▶ Recorded data:
────────────────────────────────────────

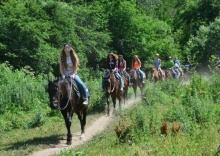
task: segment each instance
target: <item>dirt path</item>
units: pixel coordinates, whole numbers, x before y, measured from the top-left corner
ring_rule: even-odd
[[[133,104],[137,103],[137,101],[140,101],[140,98],[137,98],[136,100],[134,98],[131,98],[127,101],[127,103],[124,105],[122,104],[122,109],[129,108]],[[66,140],[60,140],[60,144],[43,149],[40,151],[36,151],[32,153],[30,156],[50,156],[54,154],[58,154],[63,150],[67,149],[73,149],[84,142],[87,142],[93,138],[93,136],[101,133],[104,131],[108,125],[110,125],[114,121],[115,116],[110,115],[110,116],[101,116],[89,126],[86,127],[86,134],[84,135],[84,139],[80,140],[80,132],[78,133],[73,133],[73,138],[72,138],[72,145],[66,145]]]

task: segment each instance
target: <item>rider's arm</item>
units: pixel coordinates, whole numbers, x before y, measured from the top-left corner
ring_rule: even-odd
[[[63,73],[63,66],[62,66],[62,62],[61,62],[61,57],[59,57],[59,68],[60,68],[60,75],[64,77],[65,75]]]
[[[124,60],[124,70],[126,69],[126,67],[127,67],[127,63],[126,63],[126,61]]]

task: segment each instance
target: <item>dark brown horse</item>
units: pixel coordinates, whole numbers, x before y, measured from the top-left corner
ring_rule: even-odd
[[[151,68],[151,78],[154,82],[164,81],[165,80],[165,72],[161,69],[161,72],[157,71],[155,67]]]
[[[141,95],[143,95],[143,90],[145,88],[145,82],[146,82],[146,74],[144,73],[143,81],[141,81],[140,75],[138,74],[138,71],[135,69],[130,70],[130,80],[132,83],[132,87],[134,90],[135,98],[137,97],[137,87],[141,90]]]
[[[166,80],[172,80],[175,78],[171,69],[167,69],[165,71],[165,74],[166,74]]]
[[[173,69],[173,70],[175,70],[175,72],[177,74],[177,77],[175,77],[172,69],[167,69],[166,72],[165,72],[166,73],[166,79],[168,79],[168,80],[171,80],[171,79],[181,79],[183,77],[181,71],[178,68]]]
[[[67,144],[72,143],[71,123],[73,113],[76,113],[81,125],[81,138],[85,133],[86,116],[88,105],[83,105],[82,98],[75,81],[70,78],[64,78],[48,83],[48,93],[50,98],[50,107],[60,109],[65,120],[67,128]]]
[[[119,100],[119,107],[121,107],[122,91],[120,89],[119,80],[113,71],[107,71],[103,76],[104,90],[107,98],[107,115],[110,114],[110,96],[112,98],[113,107],[115,109],[116,99]]]
[[[124,81],[123,98],[124,98],[124,104],[125,104],[125,101],[127,100],[127,96],[128,96],[129,80],[128,80],[128,77],[126,76],[125,72],[120,71],[119,74],[121,75],[121,77]]]

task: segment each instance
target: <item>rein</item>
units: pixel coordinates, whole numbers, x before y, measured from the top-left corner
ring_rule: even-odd
[[[134,71],[134,75],[133,75],[133,77],[130,77],[130,79],[134,79],[135,77],[136,77],[136,71]]]
[[[111,74],[112,75],[112,74]],[[114,73],[113,73],[113,75],[114,75]],[[113,76],[114,77],[114,82],[115,82],[115,76]],[[111,81],[110,81],[110,88],[111,88]],[[115,89],[115,83],[114,83],[114,86],[113,86],[113,88],[112,88],[112,90],[111,90],[111,92],[113,92],[114,91],[114,89]]]

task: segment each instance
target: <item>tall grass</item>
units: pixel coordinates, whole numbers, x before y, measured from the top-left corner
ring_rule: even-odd
[[[112,128],[58,155],[215,155],[220,143],[220,105],[213,94],[219,92],[218,85],[218,77],[205,81],[196,73],[188,85],[148,82],[145,100],[118,116]],[[167,136],[160,132],[164,120]],[[181,125],[175,135],[173,122]]]

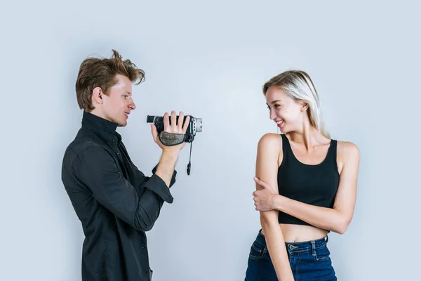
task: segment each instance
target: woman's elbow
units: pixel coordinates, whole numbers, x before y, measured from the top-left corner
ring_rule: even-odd
[[[349,223],[351,223],[351,219],[347,218],[344,218],[343,219],[342,219],[340,221],[339,221],[336,224],[335,229],[333,230],[338,234],[342,235],[348,229],[348,226],[349,226]]]

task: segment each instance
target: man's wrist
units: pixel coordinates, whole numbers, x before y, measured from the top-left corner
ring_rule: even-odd
[[[162,150],[161,161],[168,161],[176,162],[180,155],[180,150],[177,148],[165,148]]]
[[[274,194],[272,195],[272,209],[281,211],[282,200],[283,196],[279,195],[279,194]]]

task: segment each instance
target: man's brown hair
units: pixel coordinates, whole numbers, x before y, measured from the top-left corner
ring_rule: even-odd
[[[127,77],[136,84],[145,80],[145,72],[136,67],[130,60],[123,60],[121,55],[115,50],[110,58],[88,58],[81,64],[76,80],[76,96],[81,109],[91,111],[92,92],[100,87],[105,95],[108,90],[117,84],[116,74]]]

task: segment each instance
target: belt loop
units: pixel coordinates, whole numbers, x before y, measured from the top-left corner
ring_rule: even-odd
[[[312,255],[316,256],[316,242],[312,241]]]

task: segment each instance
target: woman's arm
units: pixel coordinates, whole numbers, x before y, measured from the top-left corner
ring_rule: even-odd
[[[256,177],[269,183],[271,186],[277,186],[278,157],[281,145],[279,136],[268,133],[262,137],[258,146]],[[257,191],[253,192],[255,196],[263,191],[260,190],[262,188],[258,184],[256,184],[256,189]],[[278,194],[277,188],[272,192]],[[285,242],[278,223],[278,211],[260,211],[260,223],[278,279],[279,281],[293,281]]]
[[[276,209],[300,218],[312,226],[343,234],[351,223],[356,199],[356,183],[359,169],[360,152],[352,143],[342,144],[345,162],[340,174],[339,187],[333,208],[312,206],[284,196],[273,195],[269,190],[259,194],[258,210]],[[266,183],[260,185],[268,189]],[[274,183],[269,183],[275,186]]]

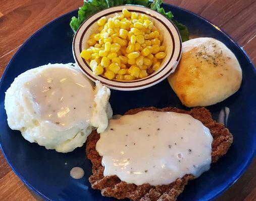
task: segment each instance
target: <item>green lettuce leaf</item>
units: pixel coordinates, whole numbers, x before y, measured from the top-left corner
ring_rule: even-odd
[[[76,33],[82,23],[89,16],[108,8],[118,5],[132,4],[141,5],[150,8],[166,16],[177,26],[179,29],[182,41],[189,40],[189,34],[187,27],[174,19],[171,12],[166,13],[161,7],[163,0],[154,0],[150,3],[148,0],[84,0],[83,6],[79,8],[78,17],[72,17],[70,27],[74,33]]]
[[[179,29],[182,42],[189,40],[189,33],[187,27],[183,24],[180,23],[177,20],[174,20],[173,19],[173,15],[171,12],[166,13],[165,10],[161,7],[162,4],[163,4],[163,0],[155,0],[151,4],[150,8],[152,10],[160,13],[173,22]]]

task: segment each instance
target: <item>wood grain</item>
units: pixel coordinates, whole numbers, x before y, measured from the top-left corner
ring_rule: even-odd
[[[256,63],[255,0],[169,0],[197,13],[228,33]],[[24,41],[56,18],[76,9],[82,0],[1,0],[0,76]],[[256,159],[246,172],[216,200],[256,200]],[[41,200],[15,175],[0,151],[0,200]]]

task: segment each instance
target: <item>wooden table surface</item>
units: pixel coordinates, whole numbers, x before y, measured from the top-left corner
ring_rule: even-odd
[[[169,0],[228,33],[256,64],[256,1]],[[1,0],[0,77],[24,41],[44,25],[82,5],[82,0]],[[216,200],[256,200],[256,159]],[[11,170],[0,151],[0,200],[38,200]]]

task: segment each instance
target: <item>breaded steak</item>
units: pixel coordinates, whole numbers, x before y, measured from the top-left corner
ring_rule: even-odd
[[[174,112],[190,115],[201,121],[208,127],[213,137],[212,144],[212,162],[216,162],[228,151],[233,142],[233,137],[228,129],[212,119],[210,112],[204,108],[196,108],[186,111],[173,108],[158,109],[153,107],[130,110],[125,115],[133,115],[145,110],[159,112]],[[118,199],[126,197],[133,200],[175,200],[190,179],[195,178],[192,174],[187,174],[169,185],[151,186],[148,184],[136,185],[122,181],[117,176],[104,176],[104,167],[101,165],[101,157],[95,150],[99,135],[93,131],[87,140],[86,154],[92,163],[92,175],[89,178],[91,187],[101,190],[103,195]]]

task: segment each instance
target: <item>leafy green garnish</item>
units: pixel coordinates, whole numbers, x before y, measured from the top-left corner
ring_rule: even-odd
[[[115,6],[133,4],[150,8],[164,15],[172,21],[179,29],[182,41],[189,40],[189,34],[187,27],[174,20],[171,12],[166,13],[165,10],[161,7],[162,3],[163,0],[154,0],[151,3],[148,0],[84,0],[83,6],[80,8],[78,11],[78,18],[72,17],[70,26],[75,33],[88,17],[100,11]]]
[[[152,10],[160,13],[173,22],[179,29],[180,36],[181,36],[183,42],[189,40],[189,33],[188,33],[187,27],[183,24],[180,23],[177,20],[174,20],[173,19],[173,15],[170,11],[166,13],[165,10],[160,6],[162,4],[163,4],[163,0],[155,0],[151,4],[150,8]]]

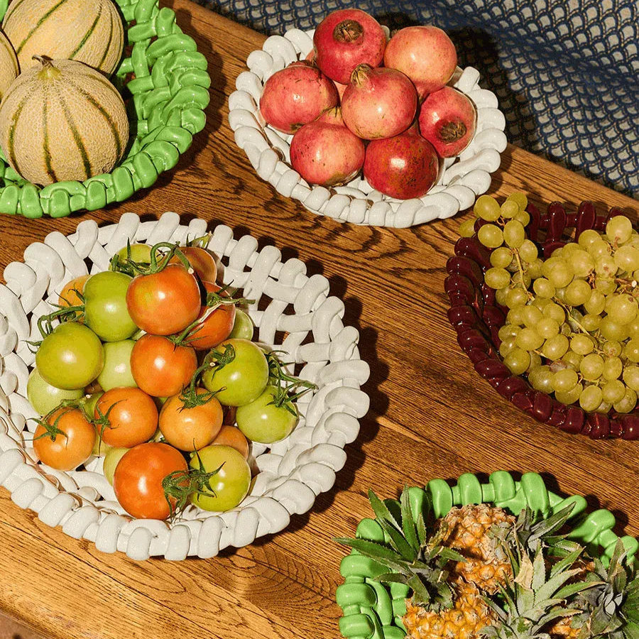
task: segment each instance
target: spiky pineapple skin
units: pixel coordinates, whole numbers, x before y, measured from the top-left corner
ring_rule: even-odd
[[[440,521],[443,545],[457,550],[466,558],[451,571],[489,594],[499,584],[511,579],[513,569],[506,554],[488,534],[496,525],[512,525],[515,518],[503,508],[486,503],[452,508]]]
[[[454,606],[439,612],[406,601],[403,618],[408,639],[477,639],[479,631],[497,621],[479,589],[461,581],[455,586]]]

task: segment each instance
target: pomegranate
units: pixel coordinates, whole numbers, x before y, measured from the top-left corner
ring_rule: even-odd
[[[266,80],[260,98],[262,117],[278,131],[295,133],[339,102],[335,85],[317,67],[295,62]]]
[[[364,142],[341,123],[339,107],[331,109],[293,136],[291,166],[307,182],[337,186],[349,182],[361,169]]]
[[[342,114],[351,131],[365,140],[405,131],[417,111],[417,92],[401,71],[360,65],[344,92]]]
[[[317,66],[331,80],[346,84],[358,65],[381,64],[386,34],[366,11],[340,9],[322,21],[315,29],[313,43]]]
[[[432,145],[411,127],[366,148],[364,177],[373,188],[398,200],[425,195],[435,183],[439,160]]]
[[[420,131],[442,158],[459,155],[473,139],[475,105],[452,87],[431,93],[420,110]]]
[[[457,66],[452,40],[435,26],[406,27],[388,41],[384,65],[405,73],[420,98],[445,86]]]

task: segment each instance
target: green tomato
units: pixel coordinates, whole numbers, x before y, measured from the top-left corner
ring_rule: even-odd
[[[262,349],[248,339],[226,339],[214,350],[224,353],[232,346],[233,359],[220,367],[207,371],[202,376],[204,386],[221,404],[243,406],[261,395],[268,382],[268,363]]]
[[[230,446],[207,446],[192,456],[189,465],[207,473],[222,466],[209,481],[214,495],[204,488],[206,494],[191,497],[191,502],[204,510],[230,510],[248,493],[251,469],[244,456]]]
[[[229,339],[236,337],[239,339],[253,339],[253,320],[241,309],[235,309],[235,323],[233,330],[229,335]]]
[[[98,439],[96,437],[96,439]],[[102,446],[107,444],[103,443]],[[131,450],[130,448],[118,448],[117,447],[109,447],[104,455],[104,461],[102,462],[102,472],[106,478],[106,481],[113,486],[113,476],[115,473],[116,466],[120,463],[120,459],[124,457],[125,453],[128,453]]]
[[[151,244],[136,244],[131,245],[131,259],[133,262],[151,263]],[[123,261],[129,257],[126,246],[123,246],[116,253]]]
[[[235,413],[237,427],[251,441],[273,444],[288,437],[295,427],[297,409],[291,402],[288,405],[295,415],[285,406],[276,406],[273,400],[277,392],[275,386],[268,386],[256,400],[238,408]]]
[[[104,345],[104,366],[98,383],[104,390],[138,386],[131,372],[131,351],[135,345],[133,339],[107,342]]]
[[[36,366],[45,381],[57,388],[84,388],[100,374],[102,344],[90,328],[77,322],[58,324],[42,341]]]
[[[31,371],[29,381],[27,382],[27,398],[40,415],[50,413],[65,400],[80,399],[84,394],[84,392],[82,388],[67,390],[52,386],[43,379],[38,368]]]
[[[103,342],[126,339],[138,329],[126,308],[126,290],[132,278],[104,271],[87,280],[84,322]]]

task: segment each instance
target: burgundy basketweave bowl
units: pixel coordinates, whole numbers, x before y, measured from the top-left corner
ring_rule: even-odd
[[[530,222],[528,237],[545,258],[558,246],[576,239],[587,229],[603,231],[608,220],[623,214],[612,208],[597,215],[591,202],[584,202],[575,213],[567,213],[559,202],[552,202],[542,215],[533,205],[526,210]],[[483,224],[478,220],[475,234],[461,238],[455,244],[455,255],[448,260],[446,293],[450,299],[448,319],[457,333],[457,342],[470,358],[475,370],[497,392],[518,408],[540,422],[557,426],[571,433],[581,433],[592,439],[621,437],[639,439],[639,410],[628,415],[611,410],[608,414],[586,413],[579,404],[564,405],[545,393],[535,390],[523,377],[513,376],[499,355],[498,332],[506,321],[508,309],[495,300],[495,290],[484,282],[491,268],[491,251],[477,239]]]

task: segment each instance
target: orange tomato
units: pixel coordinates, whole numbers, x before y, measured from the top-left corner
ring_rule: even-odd
[[[108,424],[97,428],[109,446],[131,448],[148,442],[158,429],[158,409],[153,398],[134,387],[111,388],[97,400],[94,415],[106,415]]]
[[[208,393],[196,388],[198,395]],[[160,412],[160,430],[168,444],[180,450],[200,450],[210,444],[219,432],[222,408],[214,398],[199,406],[187,408],[180,395],[166,400]]]
[[[221,286],[211,282],[202,282],[207,293],[217,293]],[[227,297],[222,294],[223,297]],[[204,317],[209,308],[202,306],[200,311],[200,318]],[[217,346],[224,342],[233,330],[235,324],[235,305],[233,304],[222,304],[203,320],[202,324],[196,325],[192,333],[189,336],[188,342],[198,351],[205,351]]]
[[[113,488],[120,506],[138,519],[166,519],[171,513],[162,481],[175,471],[188,470],[182,454],[168,444],[138,444],[116,466]],[[175,507],[175,500],[170,497]]]
[[[95,430],[79,408],[58,408],[47,419],[58,430],[49,434],[38,425],[33,435],[33,450],[38,459],[57,470],[69,471],[84,464],[93,452]]]
[[[180,250],[202,281],[214,282],[217,279],[215,258],[206,248],[200,246],[180,246]],[[182,264],[182,262],[179,257],[173,256],[169,260],[169,263]]]
[[[222,426],[217,437],[211,444],[212,445],[219,444],[222,446],[230,446],[241,453],[245,459],[248,459],[248,440],[236,426],[229,426],[228,425]]]

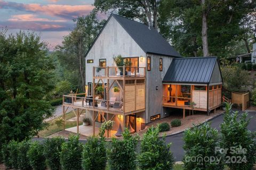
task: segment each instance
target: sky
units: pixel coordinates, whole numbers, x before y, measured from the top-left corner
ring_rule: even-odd
[[[73,19],[86,15],[94,0],[0,0],[0,28],[9,33],[31,30],[49,43],[50,49],[61,44],[74,28]]]

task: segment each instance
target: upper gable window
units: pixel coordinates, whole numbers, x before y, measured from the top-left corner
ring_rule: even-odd
[[[163,71],[163,58],[160,58],[159,59],[159,71]]]
[[[106,67],[106,59],[100,59],[99,61],[100,67]]]
[[[149,56],[147,58],[147,70],[151,70],[151,57]]]

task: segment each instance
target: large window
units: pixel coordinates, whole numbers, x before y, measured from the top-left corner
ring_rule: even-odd
[[[99,63],[100,67],[106,67],[106,59],[100,59]]]
[[[92,83],[88,83],[88,96],[92,96]]]
[[[147,68],[148,71],[151,70],[151,57],[148,57],[147,59]]]
[[[163,71],[163,58],[160,58],[159,59],[159,71]]]

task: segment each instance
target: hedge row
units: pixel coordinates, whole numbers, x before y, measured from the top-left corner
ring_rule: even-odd
[[[3,146],[2,153],[6,168],[24,170],[171,169],[173,165],[170,144],[159,138],[158,128],[150,128],[142,140],[141,152],[136,152],[138,137],[126,129],[122,140],[107,142],[104,137],[90,137],[85,144],[79,136],[38,141],[12,141]],[[107,164],[108,163],[108,164]]]

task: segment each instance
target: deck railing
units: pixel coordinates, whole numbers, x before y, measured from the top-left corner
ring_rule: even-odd
[[[100,67],[94,66],[93,76],[143,77],[146,75],[146,67],[135,66]]]
[[[94,108],[102,110],[123,112],[123,102],[101,99],[93,99],[88,97],[77,97],[75,95],[63,95],[63,104],[76,106]]]

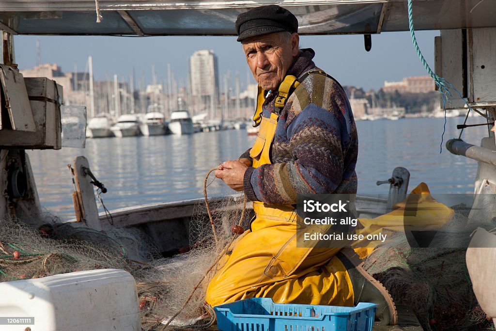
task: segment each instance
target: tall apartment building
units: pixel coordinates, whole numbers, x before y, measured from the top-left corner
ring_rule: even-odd
[[[196,51],[189,58],[189,86],[195,112],[208,111],[211,118],[220,118],[219,70],[213,51]]]

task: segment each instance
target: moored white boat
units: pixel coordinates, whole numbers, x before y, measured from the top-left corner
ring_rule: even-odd
[[[193,132],[193,122],[187,110],[176,110],[171,114],[169,129],[174,134],[191,134]]]
[[[90,119],[88,122],[86,136],[91,138],[104,138],[114,135],[110,128],[112,122],[107,114],[99,115],[96,117]]]
[[[121,115],[110,130],[116,137],[131,137],[139,133],[140,120],[133,114]]]
[[[162,113],[153,112],[145,114],[139,130],[143,135],[161,135],[167,131],[165,116]]]
[[[258,133],[258,127],[253,127],[250,125],[247,127],[247,133],[248,135],[256,135]]]
[[[244,130],[247,126],[246,122],[237,122],[234,124],[234,129],[237,130]]]

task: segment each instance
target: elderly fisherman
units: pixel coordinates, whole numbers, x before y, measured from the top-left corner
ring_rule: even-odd
[[[298,22],[271,5],[236,22],[248,66],[259,85],[253,147],[224,162],[215,176],[253,201],[249,229],[223,257],[207,289],[212,306],[252,297],[281,303],[378,305],[382,324],[396,324],[386,289],[361,267],[350,248],[297,246],[297,195],[355,194],[358,152],[349,102],[335,79],[317,68],[311,49],[300,49]]]

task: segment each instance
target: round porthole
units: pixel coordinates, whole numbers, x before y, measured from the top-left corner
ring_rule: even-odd
[[[24,173],[19,169],[14,169],[9,173],[9,195],[13,198],[24,198],[28,191],[27,180]]]

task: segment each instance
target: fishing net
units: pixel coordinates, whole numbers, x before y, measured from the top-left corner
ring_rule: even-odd
[[[248,226],[251,215],[243,212],[244,202],[241,196],[209,201],[212,222],[204,203],[195,206],[190,245],[150,266],[162,280],[138,284],[144,330],[198,329],[213,324],[214,313],[204,305],[206,287],[226,248]]]
[[[366,259],[365,267],[397,305],[413,310],[425,330],[494,330],[472,290],[462,248],[477,226],[467,227],[466,208],[452,208],[454,217],[439,229],[443,247],[412,248],[404,233],[389,233],[391,239]]]
[[[137,283],[144,330],[207,328],[214,321],[211,308],[204,305],[207,284],[220,257],[252,215],[243,198],[196,204],[188,223],[189,245],[167,258],[138,229],[98,231],[61,223],[50,214],[47,224],[35,229],[6,217],[0,220],[0,281],[123,269]],[[375,250],[366,268],[397,304],[413,310],[426,330],[494,330],[472,291],[465,250],[452,248],[466,247],[468,242],[460,243],[470,239],[467,208],[453,208],[456,212],[445,227],[444,248],[412,248],[404,233],[389,233],[394,239]]]
[[[144,330],[206,327],[214,321],[204,307],[206,285],[216,263],[251,217],[241,196],[194,206],[189,223],[190,245],[164,258],[153,241],[136,228],[101,231],[81,223],[60,223],[47,214],[34,228],[11,217],[0,220],[0,281],[38,278],[73,271],[125,270],[137,283]],[[213,224],[212,224],[213,223]]]

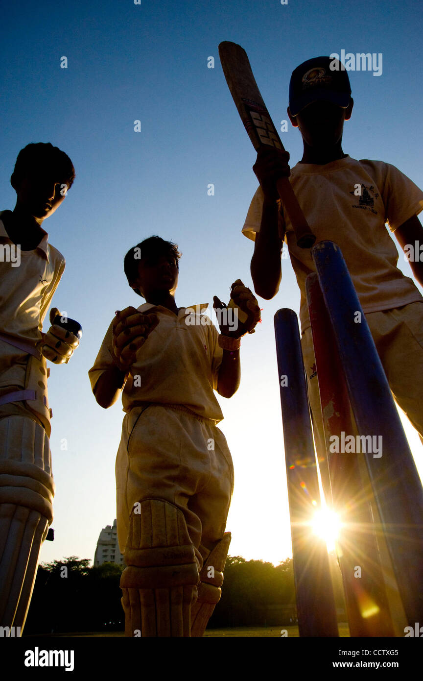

────────────────────────────────────────

▶ Work instructions: Gather every line in the records above that contains the string "window", and copy each of those lines in full.

▶ Written solution:
target: upper gable window
target: large window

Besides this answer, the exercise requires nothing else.